Udostępniony fragment:
<<<<
Nasze Miśki - VR4 - Wyścigówka
jAZZMAN - 10-01-2014, 18:14
sveno, Uczcijmy go minutą ciszy
Ja się będę pisał na ten pas chyba
adaxo - 10-01-2014, 18:18
Co do znikania oliwy, zdejmij rury od turb i zobacz czy tam jest olej. Mi na AZO od wymiany do wymiany (6000 mil) znika z pół litra, jeżdżę korzystając z mocy i na LPG.
swinks_UK - 10-01-2014, 18:19
Matejko napisał/a: | ogolnie oparcie jest takie samo, tyle ze roznica pasa, to tu by zostala tylko kombinacja z przelozeniem tapicerki |
W Galancie VR4 tylne oparcie nie jest składane. Jest inne nawet niż w sedanie n/a.
jAZZMAN - 10-01-2014, 18:25
adaxo, Chodzi o te "żelaźniane" rury idące nad silnikiem
swinks_UK, Jeśli Pas jest Plug&play i jest oryginalny to się piszę
adaxo - 10-01-2014, 20:07
Tak, te metalowe co wychodzą z turb w strone IC, każda ma jedna 12mm śrubę, jeśli będzie olej tam to już wiesz gdzie znika.
>>>>
Szczegóły zadania: Przytocz słowo w słowo cały wątek z forum o Galancie VR4. Wykaz nie ma żadnego związku z wątkiem z forum.

Rekordy adnotacji konturów:
<<<<
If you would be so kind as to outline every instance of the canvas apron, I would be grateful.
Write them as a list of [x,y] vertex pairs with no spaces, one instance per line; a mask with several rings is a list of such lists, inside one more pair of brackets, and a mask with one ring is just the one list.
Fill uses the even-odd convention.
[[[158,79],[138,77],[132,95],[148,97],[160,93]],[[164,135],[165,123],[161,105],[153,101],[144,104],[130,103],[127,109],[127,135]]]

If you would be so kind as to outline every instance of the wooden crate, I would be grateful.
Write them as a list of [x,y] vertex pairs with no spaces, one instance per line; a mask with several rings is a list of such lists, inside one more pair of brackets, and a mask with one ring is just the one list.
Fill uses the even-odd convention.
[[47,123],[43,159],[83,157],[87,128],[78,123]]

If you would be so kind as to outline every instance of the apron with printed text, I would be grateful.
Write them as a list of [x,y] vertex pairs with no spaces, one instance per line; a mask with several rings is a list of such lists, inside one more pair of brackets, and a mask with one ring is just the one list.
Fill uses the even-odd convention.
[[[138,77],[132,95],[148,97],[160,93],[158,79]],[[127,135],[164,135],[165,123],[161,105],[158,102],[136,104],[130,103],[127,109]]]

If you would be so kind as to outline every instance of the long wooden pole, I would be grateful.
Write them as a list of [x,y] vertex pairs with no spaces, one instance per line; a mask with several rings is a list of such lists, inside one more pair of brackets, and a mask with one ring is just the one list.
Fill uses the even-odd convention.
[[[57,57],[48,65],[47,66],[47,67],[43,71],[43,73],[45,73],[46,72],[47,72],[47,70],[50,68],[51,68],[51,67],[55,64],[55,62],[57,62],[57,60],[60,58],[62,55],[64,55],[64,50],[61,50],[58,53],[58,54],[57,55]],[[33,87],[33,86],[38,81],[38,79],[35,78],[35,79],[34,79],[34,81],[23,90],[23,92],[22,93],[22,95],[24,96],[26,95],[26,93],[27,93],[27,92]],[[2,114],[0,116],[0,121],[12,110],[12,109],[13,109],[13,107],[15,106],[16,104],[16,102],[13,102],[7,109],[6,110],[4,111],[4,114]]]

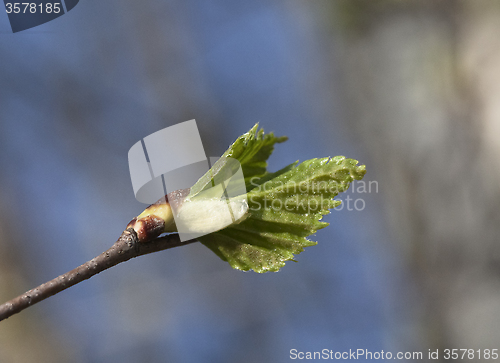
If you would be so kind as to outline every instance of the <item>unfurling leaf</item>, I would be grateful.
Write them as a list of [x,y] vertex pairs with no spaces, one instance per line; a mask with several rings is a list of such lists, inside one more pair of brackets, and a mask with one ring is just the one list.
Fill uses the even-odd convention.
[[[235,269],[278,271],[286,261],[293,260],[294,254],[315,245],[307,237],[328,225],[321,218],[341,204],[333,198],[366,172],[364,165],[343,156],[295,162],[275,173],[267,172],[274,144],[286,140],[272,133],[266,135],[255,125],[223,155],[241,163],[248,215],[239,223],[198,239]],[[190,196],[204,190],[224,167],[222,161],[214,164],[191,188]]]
>>>>
<<<<
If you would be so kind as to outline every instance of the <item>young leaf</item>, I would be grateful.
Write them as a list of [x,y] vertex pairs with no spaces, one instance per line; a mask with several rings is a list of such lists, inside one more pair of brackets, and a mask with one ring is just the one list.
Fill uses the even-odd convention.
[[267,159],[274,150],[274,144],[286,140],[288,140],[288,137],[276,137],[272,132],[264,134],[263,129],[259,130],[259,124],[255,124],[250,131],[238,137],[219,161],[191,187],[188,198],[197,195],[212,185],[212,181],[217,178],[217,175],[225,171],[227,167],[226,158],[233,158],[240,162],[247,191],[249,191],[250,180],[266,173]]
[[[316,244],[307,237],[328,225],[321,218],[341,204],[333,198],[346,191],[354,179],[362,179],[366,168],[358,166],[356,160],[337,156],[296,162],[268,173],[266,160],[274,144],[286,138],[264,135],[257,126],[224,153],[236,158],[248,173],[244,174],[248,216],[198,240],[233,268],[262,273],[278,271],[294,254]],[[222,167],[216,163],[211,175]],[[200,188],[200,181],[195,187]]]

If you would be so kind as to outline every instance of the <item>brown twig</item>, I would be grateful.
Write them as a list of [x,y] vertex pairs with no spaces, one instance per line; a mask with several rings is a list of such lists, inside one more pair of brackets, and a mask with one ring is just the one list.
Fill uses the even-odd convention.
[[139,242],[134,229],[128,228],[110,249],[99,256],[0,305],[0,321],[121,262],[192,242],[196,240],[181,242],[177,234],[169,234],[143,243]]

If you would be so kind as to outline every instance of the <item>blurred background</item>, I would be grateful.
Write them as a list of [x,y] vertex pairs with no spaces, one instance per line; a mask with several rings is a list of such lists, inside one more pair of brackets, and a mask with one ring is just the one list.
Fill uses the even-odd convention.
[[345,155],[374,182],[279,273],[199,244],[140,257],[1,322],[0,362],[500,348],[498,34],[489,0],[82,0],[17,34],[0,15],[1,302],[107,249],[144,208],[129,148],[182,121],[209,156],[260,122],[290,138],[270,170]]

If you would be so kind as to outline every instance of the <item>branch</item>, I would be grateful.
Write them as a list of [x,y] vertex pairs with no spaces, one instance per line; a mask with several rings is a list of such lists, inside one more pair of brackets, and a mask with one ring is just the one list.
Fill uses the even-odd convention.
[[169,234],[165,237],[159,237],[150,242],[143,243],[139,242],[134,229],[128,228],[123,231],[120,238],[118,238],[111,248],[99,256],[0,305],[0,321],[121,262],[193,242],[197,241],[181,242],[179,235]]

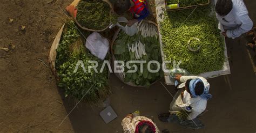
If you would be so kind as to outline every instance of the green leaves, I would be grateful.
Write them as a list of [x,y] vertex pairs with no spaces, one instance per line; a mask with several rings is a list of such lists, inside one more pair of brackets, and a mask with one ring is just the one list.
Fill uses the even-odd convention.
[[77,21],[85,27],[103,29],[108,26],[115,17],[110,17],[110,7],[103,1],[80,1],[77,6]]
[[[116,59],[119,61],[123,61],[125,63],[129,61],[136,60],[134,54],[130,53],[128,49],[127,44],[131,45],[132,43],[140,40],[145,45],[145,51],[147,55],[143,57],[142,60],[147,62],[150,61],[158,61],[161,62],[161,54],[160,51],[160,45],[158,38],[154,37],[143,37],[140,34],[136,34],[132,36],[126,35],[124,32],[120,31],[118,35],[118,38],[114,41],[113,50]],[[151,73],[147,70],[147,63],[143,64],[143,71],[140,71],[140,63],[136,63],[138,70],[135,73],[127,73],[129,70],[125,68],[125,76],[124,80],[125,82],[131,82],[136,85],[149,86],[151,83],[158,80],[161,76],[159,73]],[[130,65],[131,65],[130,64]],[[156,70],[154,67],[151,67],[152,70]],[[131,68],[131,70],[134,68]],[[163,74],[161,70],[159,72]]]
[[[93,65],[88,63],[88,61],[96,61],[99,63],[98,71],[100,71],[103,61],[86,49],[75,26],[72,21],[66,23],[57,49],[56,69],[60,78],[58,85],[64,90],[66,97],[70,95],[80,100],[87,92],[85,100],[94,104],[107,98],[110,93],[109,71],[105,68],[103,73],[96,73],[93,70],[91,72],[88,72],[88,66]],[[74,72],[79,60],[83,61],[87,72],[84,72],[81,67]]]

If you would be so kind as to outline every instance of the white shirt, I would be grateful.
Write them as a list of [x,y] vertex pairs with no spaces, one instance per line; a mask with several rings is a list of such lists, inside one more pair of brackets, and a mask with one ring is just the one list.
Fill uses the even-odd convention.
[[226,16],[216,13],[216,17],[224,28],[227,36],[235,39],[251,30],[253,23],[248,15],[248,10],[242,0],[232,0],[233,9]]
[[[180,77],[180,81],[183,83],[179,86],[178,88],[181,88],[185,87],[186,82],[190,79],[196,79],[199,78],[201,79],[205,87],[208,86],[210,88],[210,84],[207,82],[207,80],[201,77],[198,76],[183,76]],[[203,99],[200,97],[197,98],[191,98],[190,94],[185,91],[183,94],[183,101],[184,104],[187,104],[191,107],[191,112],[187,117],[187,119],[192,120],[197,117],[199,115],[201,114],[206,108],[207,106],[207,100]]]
>>>>
Oczekiwana odpowiedź:
Nasze Miśki - VR4 - Wyścigówka
jAZZMAN - 10-01-2014, 18:14
sveno, Uczcijmy go minutą ciszy
Ja się będę pisał na ten pas chyba
adaxo - 10-01-2014, 18:18
Co do znikania oliwy, zdejmij rury od turb i zobacz czy tam jest olej. Mi na AZO od wymiany do wymiany (6000 mil) znika z pół litra, jeżdżę korzystając z mocy i na LPG.
swinks_UK - 10-01-2014, 18:19
Matejko napisał/a: | ogolnie oparcie jest takie samo, tyle ze roznica pasa, to tu by zostala tylko kombinacja z przelozeniem tapicerki |
W Galancie VR4 tylne oparcie nie jest składane. Jest inne nawet niż w sedanie n/a.
jAZZMAN - 10-01-2014, 18:25
adaxo, Chodzi o te "żelaźniane" rury idące nad silnikiem
swinks_UK, Jeśli Pas jest Plug&play i jest oryginalny to się piszę
adaxo - 10-01-2014, 20:07
Tak, te metalowe co wychodzą z turb w strone IC, każda ma jedna 12mm śrubę, jeśli będzie olej tam to już wiesz gdzie znika.